● TASK DETAILS
Pick out every line in the entries below that contains the string "tree", and copy each of those lines. Case matters.

● DATASET ENTRIES
begin

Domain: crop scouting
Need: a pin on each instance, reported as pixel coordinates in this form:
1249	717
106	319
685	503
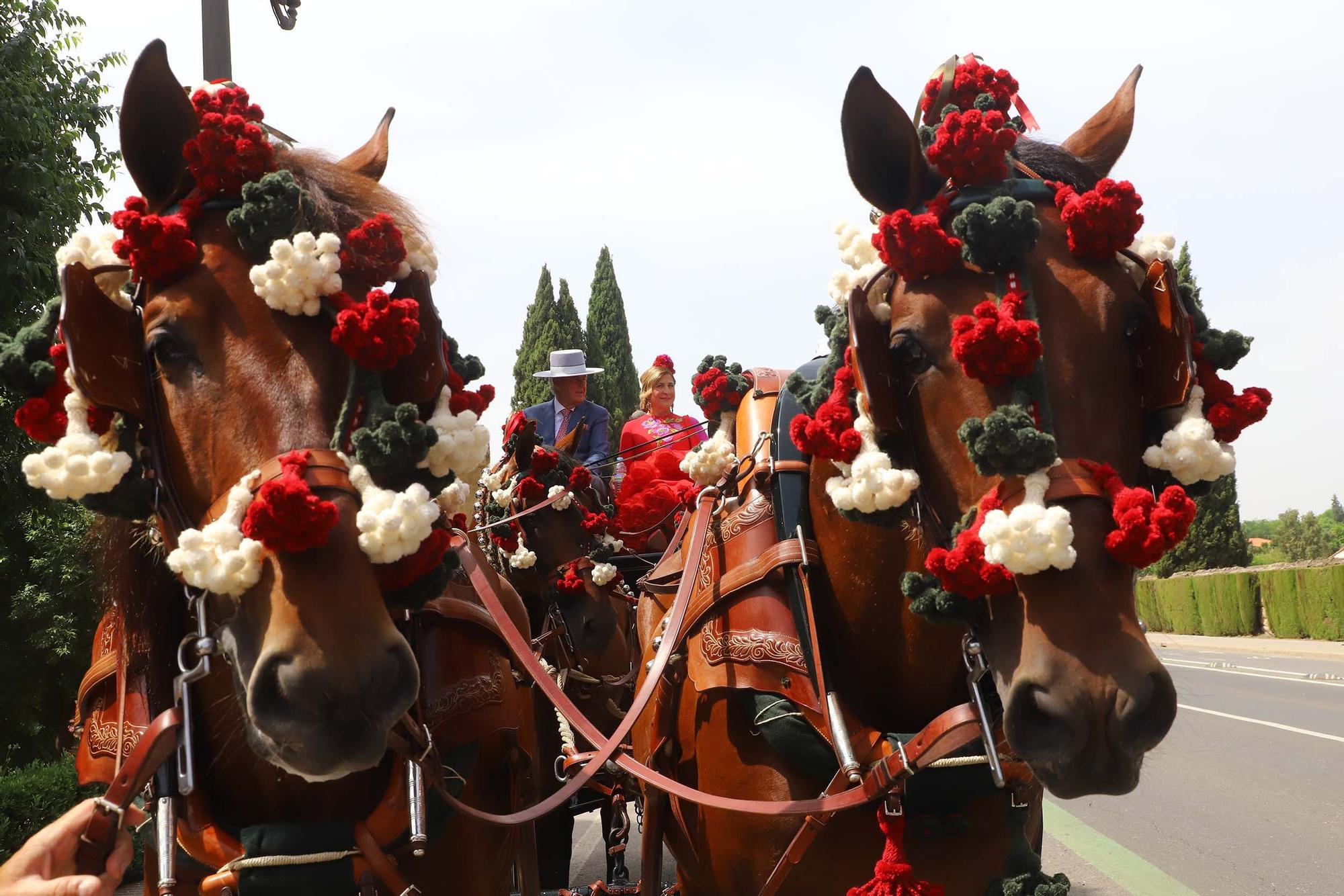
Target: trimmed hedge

end
begin

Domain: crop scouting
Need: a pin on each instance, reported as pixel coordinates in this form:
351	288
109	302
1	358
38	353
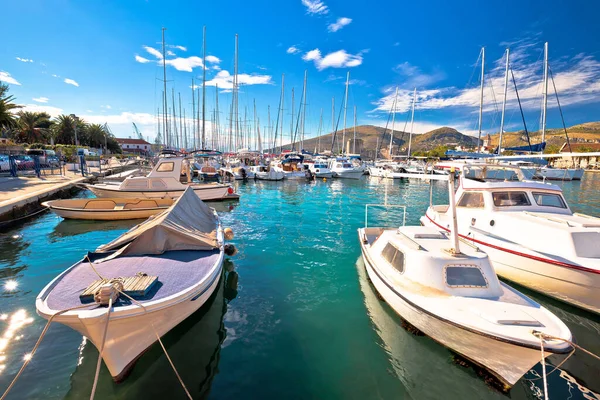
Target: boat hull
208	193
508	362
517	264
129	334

end
begin

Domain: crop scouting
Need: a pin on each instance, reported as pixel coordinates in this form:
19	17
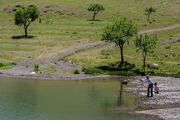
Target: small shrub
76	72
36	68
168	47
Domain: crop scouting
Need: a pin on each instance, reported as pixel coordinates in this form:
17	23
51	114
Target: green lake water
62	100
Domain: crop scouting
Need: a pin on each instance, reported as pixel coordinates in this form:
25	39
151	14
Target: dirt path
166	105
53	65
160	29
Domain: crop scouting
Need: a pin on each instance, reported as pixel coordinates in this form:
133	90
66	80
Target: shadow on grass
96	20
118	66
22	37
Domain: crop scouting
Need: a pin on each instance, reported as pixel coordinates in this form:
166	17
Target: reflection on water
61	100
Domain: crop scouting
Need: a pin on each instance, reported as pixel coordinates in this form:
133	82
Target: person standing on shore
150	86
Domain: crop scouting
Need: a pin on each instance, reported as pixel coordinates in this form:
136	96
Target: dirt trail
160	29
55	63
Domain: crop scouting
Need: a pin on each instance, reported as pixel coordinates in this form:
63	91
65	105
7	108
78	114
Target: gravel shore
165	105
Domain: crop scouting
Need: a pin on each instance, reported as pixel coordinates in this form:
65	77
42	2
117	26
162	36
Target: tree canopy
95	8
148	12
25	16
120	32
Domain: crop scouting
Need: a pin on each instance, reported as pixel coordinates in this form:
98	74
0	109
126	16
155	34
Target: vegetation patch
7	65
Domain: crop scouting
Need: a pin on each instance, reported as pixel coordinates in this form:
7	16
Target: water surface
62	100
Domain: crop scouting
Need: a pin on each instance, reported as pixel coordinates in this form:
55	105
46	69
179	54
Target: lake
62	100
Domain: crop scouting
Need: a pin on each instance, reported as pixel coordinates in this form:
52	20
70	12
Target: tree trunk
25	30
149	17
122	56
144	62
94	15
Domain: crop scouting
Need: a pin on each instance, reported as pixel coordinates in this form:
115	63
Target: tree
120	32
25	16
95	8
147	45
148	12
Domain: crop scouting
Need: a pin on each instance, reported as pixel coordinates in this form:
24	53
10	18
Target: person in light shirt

end

● EXERCISE RESPONSE
Target: tree canopy
Target: tree trunk
Target: tree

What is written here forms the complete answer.